Entries from a point labeling set
↓↓↓

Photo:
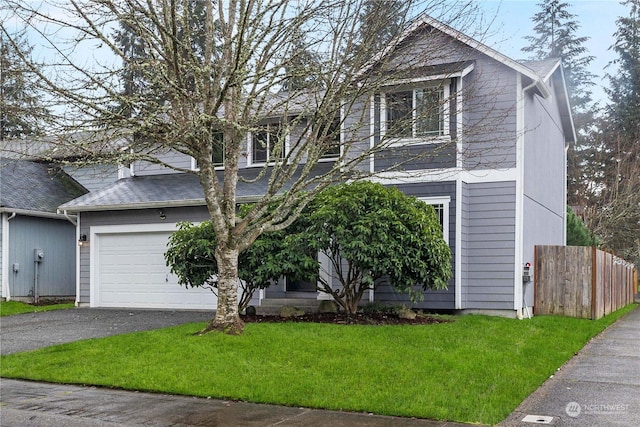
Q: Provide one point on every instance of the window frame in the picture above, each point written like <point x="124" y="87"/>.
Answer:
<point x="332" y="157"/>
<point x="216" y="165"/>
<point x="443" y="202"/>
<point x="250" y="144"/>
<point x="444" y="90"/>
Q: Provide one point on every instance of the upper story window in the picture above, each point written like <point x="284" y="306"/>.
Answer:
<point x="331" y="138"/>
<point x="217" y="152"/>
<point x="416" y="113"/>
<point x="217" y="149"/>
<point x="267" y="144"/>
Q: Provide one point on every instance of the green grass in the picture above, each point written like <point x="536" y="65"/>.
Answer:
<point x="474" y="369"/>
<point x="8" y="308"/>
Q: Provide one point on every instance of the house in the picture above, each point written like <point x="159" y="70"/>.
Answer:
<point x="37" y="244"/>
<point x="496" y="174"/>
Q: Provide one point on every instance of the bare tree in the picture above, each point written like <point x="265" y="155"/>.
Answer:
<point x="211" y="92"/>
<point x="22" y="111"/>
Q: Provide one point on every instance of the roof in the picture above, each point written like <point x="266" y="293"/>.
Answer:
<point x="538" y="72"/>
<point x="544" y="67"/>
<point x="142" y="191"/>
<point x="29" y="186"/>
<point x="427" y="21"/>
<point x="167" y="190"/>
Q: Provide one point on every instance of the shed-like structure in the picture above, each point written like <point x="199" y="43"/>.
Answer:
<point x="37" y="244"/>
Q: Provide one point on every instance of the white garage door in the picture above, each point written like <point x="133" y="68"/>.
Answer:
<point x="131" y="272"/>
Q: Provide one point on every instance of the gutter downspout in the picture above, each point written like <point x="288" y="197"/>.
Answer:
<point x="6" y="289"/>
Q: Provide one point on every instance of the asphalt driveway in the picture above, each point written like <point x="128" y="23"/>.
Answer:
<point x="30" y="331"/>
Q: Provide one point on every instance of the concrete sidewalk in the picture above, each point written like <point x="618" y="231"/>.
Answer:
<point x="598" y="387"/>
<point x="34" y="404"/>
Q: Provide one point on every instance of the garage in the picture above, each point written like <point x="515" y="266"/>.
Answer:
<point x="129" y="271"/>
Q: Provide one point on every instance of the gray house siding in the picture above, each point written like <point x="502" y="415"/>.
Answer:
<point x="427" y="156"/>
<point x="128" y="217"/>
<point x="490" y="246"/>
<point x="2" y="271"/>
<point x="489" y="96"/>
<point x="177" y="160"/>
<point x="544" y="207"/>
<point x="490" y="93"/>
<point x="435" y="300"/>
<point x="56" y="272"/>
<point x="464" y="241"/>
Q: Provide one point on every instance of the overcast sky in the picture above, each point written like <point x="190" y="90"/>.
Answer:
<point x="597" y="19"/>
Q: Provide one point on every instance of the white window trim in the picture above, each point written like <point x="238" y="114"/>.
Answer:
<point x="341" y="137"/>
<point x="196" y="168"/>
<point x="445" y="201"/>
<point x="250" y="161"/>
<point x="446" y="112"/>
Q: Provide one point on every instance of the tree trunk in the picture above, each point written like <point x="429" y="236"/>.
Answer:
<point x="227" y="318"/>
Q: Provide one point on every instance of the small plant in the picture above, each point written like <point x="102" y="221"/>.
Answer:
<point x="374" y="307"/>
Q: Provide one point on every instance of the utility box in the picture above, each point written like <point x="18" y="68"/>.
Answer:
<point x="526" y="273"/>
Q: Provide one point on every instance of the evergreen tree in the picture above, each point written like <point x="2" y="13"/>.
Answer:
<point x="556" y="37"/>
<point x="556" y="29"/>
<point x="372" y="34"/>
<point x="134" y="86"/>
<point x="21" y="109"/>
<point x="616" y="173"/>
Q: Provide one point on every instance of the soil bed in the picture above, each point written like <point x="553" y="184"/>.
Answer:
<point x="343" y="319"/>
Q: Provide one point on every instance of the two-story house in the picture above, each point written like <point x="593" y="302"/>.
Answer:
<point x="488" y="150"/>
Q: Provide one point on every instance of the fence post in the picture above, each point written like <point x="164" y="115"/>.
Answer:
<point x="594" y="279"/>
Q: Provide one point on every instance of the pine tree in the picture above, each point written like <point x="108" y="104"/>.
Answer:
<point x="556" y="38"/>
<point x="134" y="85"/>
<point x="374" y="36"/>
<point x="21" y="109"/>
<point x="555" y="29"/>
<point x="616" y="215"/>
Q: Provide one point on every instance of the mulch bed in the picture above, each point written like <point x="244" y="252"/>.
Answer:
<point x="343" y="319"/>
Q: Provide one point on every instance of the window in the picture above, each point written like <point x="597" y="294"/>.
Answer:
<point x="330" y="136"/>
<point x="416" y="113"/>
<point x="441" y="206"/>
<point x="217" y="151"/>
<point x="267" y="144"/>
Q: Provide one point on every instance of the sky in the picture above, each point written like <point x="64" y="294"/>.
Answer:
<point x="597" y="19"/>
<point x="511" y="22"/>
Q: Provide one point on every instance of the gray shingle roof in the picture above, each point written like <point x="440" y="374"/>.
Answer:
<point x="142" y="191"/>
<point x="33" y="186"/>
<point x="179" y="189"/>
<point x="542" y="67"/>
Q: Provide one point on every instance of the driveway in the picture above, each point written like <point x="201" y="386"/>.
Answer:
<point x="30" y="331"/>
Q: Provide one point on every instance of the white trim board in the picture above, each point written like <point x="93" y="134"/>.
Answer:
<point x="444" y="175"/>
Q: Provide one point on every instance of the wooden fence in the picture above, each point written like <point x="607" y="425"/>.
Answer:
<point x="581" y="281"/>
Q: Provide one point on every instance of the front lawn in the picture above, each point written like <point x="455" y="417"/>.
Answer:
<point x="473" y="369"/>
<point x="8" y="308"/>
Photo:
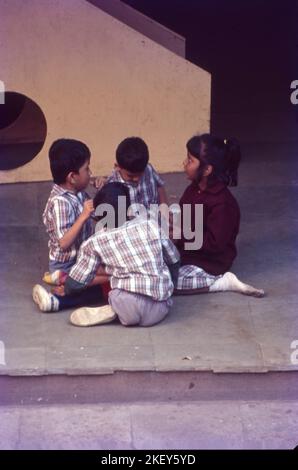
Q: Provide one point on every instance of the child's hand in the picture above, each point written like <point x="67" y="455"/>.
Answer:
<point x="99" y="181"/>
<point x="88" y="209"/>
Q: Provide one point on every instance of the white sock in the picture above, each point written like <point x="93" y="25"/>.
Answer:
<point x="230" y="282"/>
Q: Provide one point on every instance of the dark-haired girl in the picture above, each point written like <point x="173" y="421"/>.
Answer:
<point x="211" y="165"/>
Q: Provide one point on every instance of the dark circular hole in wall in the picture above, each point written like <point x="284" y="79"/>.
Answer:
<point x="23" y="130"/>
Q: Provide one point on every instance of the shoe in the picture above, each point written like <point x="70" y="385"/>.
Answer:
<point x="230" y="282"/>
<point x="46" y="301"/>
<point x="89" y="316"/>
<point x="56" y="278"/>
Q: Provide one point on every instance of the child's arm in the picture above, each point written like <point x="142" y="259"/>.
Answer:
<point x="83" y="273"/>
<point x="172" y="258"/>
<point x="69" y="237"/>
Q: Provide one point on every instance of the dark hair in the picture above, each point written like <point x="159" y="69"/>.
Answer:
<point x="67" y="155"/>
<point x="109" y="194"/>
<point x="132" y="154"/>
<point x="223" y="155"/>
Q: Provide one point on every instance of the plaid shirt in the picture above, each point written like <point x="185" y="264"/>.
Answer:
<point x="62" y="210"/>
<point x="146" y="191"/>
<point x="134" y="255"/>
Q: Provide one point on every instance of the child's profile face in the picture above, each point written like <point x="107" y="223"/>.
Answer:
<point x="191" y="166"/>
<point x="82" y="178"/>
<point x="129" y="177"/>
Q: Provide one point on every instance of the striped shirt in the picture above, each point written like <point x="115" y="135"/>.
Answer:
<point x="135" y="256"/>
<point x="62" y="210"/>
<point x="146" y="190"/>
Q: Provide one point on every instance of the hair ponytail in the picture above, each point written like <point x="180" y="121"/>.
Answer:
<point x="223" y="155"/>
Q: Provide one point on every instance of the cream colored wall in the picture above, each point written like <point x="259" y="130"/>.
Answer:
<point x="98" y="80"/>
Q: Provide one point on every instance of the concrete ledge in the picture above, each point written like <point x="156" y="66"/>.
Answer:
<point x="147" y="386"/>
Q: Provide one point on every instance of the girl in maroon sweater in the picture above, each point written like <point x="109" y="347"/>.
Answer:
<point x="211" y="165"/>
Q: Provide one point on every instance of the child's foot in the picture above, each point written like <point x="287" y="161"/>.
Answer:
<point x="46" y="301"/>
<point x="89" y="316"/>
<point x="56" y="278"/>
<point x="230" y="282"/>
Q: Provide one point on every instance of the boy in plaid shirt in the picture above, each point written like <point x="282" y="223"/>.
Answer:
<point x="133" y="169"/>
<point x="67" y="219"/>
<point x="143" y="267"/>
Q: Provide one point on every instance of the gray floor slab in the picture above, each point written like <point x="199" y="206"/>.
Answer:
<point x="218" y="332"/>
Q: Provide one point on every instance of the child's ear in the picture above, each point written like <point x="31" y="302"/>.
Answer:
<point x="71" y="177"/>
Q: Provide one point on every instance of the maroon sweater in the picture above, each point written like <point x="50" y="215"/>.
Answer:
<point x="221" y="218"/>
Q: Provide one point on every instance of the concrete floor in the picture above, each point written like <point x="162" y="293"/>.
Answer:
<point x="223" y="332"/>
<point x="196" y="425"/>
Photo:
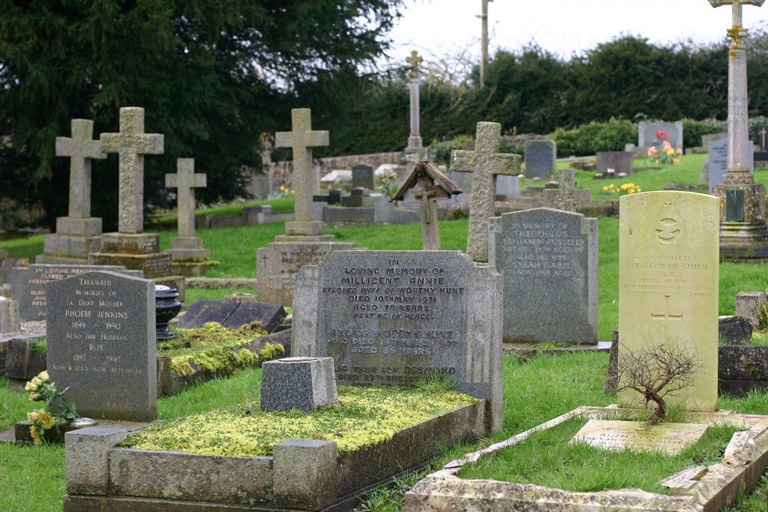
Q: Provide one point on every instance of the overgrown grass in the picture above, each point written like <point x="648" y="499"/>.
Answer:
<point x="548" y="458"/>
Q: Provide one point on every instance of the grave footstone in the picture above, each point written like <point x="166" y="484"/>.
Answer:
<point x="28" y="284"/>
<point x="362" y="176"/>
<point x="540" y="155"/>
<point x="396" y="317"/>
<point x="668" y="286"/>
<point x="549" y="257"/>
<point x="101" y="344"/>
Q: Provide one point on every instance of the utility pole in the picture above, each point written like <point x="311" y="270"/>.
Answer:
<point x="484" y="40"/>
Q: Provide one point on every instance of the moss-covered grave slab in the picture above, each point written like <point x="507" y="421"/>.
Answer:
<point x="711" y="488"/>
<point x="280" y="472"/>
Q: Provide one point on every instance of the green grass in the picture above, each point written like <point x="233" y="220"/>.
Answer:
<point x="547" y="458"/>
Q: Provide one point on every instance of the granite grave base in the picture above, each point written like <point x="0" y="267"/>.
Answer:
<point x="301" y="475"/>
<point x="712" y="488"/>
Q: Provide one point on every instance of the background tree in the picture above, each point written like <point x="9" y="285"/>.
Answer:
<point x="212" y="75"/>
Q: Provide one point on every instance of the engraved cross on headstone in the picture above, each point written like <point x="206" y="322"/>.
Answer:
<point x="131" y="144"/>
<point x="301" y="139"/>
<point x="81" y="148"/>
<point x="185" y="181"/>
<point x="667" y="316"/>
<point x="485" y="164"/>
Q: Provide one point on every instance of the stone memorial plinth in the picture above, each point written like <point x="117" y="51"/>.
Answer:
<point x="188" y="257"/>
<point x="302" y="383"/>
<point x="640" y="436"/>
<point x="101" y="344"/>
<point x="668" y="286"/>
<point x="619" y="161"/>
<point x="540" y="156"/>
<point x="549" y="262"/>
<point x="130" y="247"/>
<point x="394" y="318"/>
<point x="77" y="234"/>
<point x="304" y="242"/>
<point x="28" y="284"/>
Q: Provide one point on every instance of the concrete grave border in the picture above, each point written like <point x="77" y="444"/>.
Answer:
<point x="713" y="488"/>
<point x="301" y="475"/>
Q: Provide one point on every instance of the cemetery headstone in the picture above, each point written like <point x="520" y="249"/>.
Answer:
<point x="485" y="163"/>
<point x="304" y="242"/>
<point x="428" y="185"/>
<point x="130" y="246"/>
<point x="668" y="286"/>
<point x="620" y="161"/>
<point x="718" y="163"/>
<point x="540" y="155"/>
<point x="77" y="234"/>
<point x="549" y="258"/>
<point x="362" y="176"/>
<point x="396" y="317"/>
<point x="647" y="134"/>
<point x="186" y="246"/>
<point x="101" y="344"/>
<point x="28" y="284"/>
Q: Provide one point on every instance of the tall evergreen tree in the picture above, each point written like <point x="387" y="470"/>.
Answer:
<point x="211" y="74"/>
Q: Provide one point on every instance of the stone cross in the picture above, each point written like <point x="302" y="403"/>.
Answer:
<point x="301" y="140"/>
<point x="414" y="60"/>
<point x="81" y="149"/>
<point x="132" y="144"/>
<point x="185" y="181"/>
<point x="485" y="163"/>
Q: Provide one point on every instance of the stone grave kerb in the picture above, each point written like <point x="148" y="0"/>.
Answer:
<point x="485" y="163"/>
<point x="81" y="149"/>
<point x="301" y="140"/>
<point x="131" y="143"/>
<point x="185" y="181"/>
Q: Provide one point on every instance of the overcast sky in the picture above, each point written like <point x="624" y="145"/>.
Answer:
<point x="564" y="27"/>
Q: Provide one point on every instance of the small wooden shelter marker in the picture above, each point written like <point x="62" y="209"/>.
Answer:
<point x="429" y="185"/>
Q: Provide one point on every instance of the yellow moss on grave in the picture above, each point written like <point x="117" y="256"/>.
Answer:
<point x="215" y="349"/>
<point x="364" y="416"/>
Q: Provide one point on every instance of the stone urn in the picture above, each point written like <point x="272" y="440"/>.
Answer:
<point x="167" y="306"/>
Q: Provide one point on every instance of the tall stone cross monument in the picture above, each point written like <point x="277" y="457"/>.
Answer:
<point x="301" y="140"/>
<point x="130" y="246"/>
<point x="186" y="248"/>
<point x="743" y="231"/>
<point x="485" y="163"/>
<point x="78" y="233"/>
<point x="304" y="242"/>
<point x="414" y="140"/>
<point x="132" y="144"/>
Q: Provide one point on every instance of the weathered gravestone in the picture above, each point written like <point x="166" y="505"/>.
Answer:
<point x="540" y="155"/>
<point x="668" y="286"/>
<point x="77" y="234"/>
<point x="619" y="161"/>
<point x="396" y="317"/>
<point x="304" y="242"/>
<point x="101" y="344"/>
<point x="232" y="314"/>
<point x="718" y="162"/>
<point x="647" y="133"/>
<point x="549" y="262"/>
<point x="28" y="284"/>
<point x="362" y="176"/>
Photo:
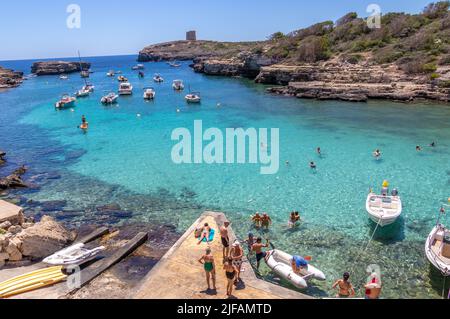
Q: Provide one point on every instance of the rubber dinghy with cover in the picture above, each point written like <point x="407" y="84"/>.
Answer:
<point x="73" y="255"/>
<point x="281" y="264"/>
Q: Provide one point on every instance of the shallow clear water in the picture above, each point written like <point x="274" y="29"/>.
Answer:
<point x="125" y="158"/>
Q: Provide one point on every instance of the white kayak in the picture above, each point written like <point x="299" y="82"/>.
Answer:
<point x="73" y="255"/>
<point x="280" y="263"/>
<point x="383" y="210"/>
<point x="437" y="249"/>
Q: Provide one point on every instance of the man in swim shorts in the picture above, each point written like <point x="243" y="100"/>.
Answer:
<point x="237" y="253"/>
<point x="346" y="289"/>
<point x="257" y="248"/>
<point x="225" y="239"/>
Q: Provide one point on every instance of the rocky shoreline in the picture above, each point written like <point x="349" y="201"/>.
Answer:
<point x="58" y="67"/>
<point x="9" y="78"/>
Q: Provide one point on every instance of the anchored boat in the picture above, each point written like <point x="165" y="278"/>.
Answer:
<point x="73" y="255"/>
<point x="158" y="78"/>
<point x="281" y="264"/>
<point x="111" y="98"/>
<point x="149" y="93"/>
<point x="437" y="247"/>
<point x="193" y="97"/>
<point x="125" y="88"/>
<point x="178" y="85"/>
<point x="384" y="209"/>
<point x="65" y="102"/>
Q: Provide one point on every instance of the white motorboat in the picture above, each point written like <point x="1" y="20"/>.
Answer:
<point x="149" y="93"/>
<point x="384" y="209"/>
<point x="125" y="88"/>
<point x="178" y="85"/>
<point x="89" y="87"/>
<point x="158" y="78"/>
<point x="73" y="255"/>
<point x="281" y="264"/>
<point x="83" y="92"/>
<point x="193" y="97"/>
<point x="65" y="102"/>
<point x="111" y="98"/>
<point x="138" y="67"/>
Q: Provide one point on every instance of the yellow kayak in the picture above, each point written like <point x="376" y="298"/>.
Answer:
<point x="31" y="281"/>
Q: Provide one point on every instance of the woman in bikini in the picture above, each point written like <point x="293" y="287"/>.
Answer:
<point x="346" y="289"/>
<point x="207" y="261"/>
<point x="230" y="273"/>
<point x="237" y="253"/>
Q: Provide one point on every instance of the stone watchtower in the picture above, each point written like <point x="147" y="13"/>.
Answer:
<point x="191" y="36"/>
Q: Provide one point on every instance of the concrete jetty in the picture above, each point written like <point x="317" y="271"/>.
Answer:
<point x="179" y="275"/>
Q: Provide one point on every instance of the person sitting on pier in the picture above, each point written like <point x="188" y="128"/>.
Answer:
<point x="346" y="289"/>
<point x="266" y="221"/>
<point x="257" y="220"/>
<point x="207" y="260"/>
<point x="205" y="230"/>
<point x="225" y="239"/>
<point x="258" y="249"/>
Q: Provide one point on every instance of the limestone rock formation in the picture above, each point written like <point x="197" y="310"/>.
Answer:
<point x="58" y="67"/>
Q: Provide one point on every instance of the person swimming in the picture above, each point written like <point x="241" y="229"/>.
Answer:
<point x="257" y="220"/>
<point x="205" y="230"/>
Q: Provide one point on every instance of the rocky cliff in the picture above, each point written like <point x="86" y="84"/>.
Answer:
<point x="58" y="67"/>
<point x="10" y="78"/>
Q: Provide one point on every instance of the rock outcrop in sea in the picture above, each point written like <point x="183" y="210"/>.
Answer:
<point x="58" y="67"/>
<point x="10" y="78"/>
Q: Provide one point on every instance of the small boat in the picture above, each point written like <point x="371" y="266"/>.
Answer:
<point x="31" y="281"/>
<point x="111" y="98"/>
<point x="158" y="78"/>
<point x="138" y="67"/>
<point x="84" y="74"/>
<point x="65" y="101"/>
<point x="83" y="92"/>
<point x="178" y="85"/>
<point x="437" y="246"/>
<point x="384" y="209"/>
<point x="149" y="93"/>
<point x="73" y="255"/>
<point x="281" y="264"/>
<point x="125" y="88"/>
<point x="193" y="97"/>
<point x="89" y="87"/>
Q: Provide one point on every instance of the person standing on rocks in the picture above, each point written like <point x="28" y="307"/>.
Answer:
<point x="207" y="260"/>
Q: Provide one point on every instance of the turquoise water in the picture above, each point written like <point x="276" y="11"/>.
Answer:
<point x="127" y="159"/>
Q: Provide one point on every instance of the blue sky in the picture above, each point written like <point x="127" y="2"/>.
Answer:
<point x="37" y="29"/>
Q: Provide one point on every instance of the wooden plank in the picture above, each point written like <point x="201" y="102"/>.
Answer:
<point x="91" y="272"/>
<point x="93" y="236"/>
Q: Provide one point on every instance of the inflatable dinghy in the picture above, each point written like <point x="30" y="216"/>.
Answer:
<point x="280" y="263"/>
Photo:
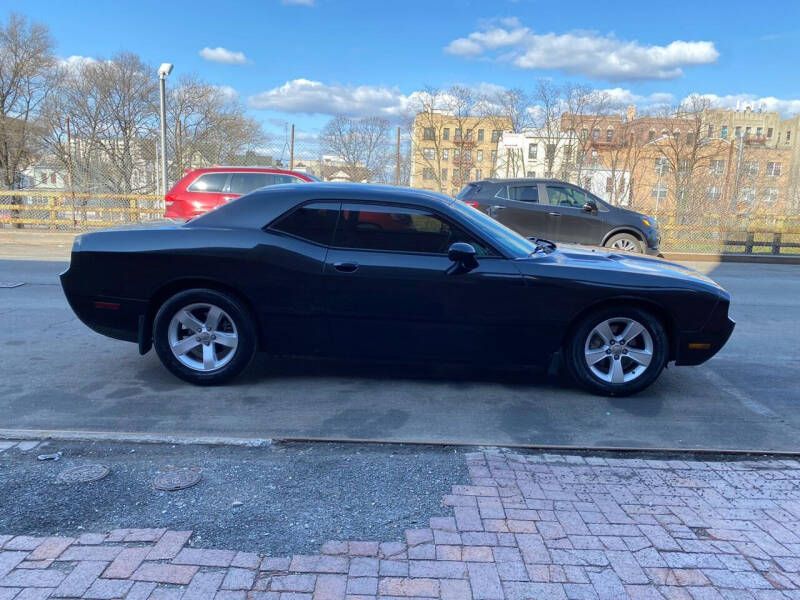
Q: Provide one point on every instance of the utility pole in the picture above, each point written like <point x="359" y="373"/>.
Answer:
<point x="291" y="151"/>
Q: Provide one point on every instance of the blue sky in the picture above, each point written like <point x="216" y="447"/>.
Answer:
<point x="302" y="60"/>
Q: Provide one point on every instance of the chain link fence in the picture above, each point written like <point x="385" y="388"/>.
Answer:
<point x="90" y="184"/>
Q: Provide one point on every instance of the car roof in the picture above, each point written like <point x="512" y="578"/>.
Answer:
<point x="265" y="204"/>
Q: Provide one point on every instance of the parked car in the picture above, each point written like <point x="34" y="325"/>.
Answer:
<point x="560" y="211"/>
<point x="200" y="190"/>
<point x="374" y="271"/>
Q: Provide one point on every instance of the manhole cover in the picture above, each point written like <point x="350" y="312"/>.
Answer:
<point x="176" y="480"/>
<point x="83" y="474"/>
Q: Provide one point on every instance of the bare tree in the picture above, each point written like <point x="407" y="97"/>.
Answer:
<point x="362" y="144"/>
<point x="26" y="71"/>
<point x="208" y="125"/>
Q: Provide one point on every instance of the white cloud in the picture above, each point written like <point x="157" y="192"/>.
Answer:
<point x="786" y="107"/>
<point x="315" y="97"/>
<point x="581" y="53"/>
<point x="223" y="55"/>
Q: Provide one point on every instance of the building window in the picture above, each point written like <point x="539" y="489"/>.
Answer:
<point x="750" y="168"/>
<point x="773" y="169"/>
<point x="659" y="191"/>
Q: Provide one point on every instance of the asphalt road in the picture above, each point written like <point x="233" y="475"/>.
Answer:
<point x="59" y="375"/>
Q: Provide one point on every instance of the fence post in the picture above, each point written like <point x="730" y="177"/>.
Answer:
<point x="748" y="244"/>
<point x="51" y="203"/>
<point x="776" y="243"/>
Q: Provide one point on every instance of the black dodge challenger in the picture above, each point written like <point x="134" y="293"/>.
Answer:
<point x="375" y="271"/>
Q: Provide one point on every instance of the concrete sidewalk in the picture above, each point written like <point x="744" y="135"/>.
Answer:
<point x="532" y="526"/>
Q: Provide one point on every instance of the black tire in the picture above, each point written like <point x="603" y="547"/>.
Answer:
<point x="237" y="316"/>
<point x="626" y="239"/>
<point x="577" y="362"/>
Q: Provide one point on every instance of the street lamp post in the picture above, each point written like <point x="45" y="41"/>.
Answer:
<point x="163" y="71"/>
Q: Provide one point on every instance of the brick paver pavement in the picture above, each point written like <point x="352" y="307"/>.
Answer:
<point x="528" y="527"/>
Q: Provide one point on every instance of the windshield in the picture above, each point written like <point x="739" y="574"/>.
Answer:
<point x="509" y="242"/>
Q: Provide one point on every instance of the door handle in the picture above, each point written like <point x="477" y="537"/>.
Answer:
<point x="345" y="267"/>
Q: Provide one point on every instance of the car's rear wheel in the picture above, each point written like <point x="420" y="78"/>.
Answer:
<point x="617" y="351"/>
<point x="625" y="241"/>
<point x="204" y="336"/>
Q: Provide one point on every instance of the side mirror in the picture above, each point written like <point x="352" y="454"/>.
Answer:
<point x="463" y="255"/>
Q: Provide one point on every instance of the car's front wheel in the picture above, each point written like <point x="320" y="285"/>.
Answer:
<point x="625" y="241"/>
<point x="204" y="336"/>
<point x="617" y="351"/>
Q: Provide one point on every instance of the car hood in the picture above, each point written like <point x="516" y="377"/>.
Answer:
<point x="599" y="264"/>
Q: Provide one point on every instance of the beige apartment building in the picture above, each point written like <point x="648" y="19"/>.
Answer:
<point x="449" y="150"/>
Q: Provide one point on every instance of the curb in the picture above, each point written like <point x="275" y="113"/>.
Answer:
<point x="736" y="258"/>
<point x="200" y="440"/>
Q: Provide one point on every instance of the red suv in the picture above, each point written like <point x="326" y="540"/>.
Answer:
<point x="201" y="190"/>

↑↑↑

YOUR INSTRUCTIONS:
Please reproduce the lines from the one holding "Q: Provide one point on every instance of the red" through the end of the entries, inclusive, scaling every coordinate in the answers by 2.6 and rounding each result to a whole number, with halves rounded up. Leave the request line and its sample point unchanged.

FINISHED ANSWER:
Q: Provide one point on every instance of the red suv in the picture above, each point written like <point x="326" y="540"/>.
Answer:
<point x="523" y="494"/>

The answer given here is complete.